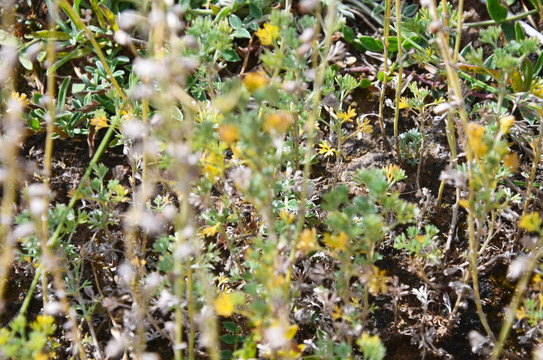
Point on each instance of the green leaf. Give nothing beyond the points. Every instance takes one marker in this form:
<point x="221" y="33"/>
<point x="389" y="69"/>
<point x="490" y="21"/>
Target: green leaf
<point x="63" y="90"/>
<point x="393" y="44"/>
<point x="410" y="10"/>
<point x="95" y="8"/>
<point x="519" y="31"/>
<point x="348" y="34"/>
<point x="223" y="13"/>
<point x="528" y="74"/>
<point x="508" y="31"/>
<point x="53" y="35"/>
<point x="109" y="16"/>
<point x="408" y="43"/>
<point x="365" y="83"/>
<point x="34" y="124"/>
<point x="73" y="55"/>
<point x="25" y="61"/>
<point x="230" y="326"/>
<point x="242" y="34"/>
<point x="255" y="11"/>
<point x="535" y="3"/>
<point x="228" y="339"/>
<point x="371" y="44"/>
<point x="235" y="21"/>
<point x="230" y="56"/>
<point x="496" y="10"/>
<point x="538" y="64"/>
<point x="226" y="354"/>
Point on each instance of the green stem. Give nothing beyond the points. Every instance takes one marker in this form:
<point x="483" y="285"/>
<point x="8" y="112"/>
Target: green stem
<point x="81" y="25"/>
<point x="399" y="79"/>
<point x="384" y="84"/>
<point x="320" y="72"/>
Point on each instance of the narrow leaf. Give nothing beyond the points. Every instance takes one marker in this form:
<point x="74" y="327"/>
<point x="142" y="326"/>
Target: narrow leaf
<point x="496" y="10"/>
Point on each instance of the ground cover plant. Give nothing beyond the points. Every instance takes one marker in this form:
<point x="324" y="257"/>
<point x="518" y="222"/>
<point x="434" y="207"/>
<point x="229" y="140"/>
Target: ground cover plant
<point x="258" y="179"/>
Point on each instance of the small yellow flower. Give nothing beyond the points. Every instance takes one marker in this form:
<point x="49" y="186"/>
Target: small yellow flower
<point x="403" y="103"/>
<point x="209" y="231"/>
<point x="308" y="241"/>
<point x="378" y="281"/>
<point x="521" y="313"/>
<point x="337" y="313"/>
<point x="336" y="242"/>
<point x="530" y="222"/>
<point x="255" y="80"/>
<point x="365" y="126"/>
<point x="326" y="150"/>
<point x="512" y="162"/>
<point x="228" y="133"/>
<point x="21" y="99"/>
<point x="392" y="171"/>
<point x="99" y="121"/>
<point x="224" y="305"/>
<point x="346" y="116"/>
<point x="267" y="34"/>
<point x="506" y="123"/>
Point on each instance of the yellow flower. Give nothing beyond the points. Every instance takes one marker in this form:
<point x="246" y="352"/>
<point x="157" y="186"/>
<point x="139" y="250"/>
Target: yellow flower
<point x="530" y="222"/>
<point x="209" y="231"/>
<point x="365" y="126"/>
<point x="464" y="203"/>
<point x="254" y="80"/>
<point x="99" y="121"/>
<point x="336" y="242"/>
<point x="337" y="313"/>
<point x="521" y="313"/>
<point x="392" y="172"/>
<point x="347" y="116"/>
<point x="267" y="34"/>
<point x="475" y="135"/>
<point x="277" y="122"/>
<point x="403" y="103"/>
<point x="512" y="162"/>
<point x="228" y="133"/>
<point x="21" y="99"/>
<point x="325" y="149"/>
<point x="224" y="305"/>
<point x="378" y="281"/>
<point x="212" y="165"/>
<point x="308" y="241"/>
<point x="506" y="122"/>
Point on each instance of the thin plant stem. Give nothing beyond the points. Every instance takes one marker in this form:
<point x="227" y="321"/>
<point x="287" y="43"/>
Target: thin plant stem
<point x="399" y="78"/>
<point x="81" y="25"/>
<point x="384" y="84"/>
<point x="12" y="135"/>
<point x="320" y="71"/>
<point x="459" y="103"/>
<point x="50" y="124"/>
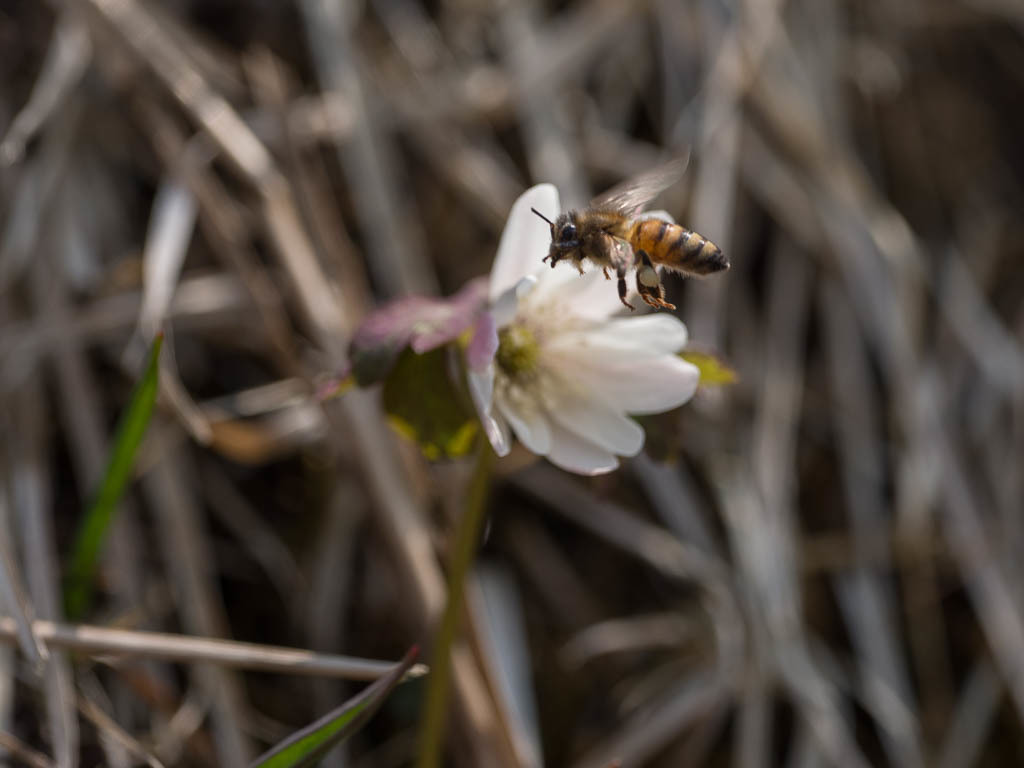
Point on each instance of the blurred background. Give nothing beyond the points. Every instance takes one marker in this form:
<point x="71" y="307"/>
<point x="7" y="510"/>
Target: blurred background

^^^^^^^^^^^^^^^^

WHAT YOU WILL DO → Once you find the line containing "Point on each instance of the blurred", copy it and every line after it through the end of the records, exactly and nothing else.

ANSWER TO THIS TASK →
Point on each instance of the blurred background. Give nothing beyond the points. Every instance takes one marker in this form:
<point x="71" y="307"/>
<point x="7" y="510"/>
Target: blurred background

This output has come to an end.